→ **What is needed**
Extract from the youth participation history the passage from "The UN, however, is" up to and including "just new programs.", copying it word for word.

→ **Source text**
|---|

A Brief History — and a Familiar Tension

In 1995, when many millennials were just being born, the UN General Assembly adopted the World Programme of Action for Youth on Participation (WPAY), issuing a then-bold call for the "full and effective participation of youth in the life of society and in decision-making." WPAY marked one of the first global acknowledgments that young people should not merely be beneficiaries of policy, but active participants in shaping it. It reflected a simple yet enduring principle: young people are experts in their own lives, and policies that affect them are better when young people help design them.

That principle gained renewed urgency two decades later with the adoption of the Youth, Peace and Security (YPS) agenda. In 2015, UN Security Council Resolution 2250 recognized young people as essential actors in peacebuilding and conflict prevention. Ten years later, Resolution 2807 reinforced this trajectory, urging greater youth participation in shaping shared futures and pushing the conversation beyond presence toward shared decision-making.

The UN, however, is only one example of a much broader institutional reckoning. Governments at national and local levels — including across the Global South and through regional bodies such as the African Union — along with the European Union, the World Bank Group, and reform-oriented philanthropies are experimenting with new models of youth partnership. Youth- and child-focused organizations, too, are reassessing their approaches, recognizing that meaningful youth engagement requires institutional change — not just new programs.

|---|

→ **Information supplied**
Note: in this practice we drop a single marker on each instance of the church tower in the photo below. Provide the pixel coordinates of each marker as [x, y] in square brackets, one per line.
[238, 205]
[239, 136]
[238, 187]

|---|

→ **Finished exercise**
The UN, however, is only one example of a much broader institutional reckoning. Governments at national and local levels — including across the Global South and through regional bodies such as the African Union — along with the European Union, the World Bank Group, and reform-oriented philanthropies are experimenting with new models of youth partnership. Youth- and child-focused organizations, too, are reassessing their approaches, recognizing that meaningful youth engagement requires institutional change — not just new programs.